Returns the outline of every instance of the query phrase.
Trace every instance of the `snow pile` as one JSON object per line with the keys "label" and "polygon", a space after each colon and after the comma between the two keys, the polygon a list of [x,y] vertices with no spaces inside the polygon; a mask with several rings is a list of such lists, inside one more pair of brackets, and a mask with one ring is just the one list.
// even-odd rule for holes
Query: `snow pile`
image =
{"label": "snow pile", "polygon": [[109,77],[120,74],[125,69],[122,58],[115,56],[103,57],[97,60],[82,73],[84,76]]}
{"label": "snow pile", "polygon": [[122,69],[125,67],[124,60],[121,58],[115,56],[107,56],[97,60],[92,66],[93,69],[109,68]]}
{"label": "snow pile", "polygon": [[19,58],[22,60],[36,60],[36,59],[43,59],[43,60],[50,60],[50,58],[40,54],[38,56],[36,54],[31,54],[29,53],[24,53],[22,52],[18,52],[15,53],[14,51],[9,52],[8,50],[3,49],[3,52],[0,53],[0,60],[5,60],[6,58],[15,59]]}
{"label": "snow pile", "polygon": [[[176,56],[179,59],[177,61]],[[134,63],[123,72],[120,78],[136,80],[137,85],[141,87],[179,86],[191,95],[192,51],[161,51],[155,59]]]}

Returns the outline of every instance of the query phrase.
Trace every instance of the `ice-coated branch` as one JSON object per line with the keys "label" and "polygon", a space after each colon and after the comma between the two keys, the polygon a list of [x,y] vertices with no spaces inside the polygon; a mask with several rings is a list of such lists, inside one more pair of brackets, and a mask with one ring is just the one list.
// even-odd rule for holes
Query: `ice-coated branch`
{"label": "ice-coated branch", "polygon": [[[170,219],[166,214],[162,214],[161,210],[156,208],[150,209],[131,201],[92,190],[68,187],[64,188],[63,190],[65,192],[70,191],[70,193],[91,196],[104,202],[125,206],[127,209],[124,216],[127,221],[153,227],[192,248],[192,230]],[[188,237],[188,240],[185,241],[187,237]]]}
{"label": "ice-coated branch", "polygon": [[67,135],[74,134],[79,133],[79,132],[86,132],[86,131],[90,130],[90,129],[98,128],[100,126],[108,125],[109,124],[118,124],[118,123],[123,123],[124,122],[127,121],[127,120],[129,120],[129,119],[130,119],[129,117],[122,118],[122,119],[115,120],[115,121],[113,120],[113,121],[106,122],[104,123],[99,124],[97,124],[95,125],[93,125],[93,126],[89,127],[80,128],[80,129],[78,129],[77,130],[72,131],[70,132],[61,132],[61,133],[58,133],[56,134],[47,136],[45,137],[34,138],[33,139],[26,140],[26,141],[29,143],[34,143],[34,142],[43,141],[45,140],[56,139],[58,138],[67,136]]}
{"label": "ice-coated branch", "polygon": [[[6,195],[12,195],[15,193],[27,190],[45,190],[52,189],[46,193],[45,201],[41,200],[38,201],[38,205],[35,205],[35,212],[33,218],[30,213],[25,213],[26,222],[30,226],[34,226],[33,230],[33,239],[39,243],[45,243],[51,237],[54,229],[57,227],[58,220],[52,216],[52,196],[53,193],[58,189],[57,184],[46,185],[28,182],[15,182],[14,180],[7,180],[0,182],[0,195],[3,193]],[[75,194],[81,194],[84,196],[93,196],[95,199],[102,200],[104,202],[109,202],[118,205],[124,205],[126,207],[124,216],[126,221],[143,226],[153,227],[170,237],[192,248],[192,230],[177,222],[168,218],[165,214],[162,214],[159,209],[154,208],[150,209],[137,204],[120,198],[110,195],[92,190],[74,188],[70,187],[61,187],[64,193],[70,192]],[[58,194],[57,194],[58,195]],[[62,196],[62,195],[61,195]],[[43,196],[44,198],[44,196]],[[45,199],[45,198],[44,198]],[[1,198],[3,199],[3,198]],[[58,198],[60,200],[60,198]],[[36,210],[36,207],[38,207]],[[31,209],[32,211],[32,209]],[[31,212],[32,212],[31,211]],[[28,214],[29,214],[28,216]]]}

_WHAT THIS TASK INVOLVES:_ Locate every line in the records above that contains the string "vertices", and copy each of those lines in full.

_RESULT:_
Trace every instance of the `snow pile` as one JSON object per line with the keys "label" and "polygon", a space after each colon and after the comma between the two keys, the polygon a list of [x,y] vertices with no spaces inside the polygon; a mask with several rings is a list of such lists, inside one more pair of brackets, and a mask with one ring is just the one list.
Trace every instance of the `ice-coated branch` as one JSON object per line with the keys "label" and "polygon", a space after each colon and after the comma between the two keys, the polygon a list of [x,y] vertices with no spaces inside the polygon; a mask with several rings is a list of such lists, inside one more pair of brackets, and a mask with one ring is just the one list.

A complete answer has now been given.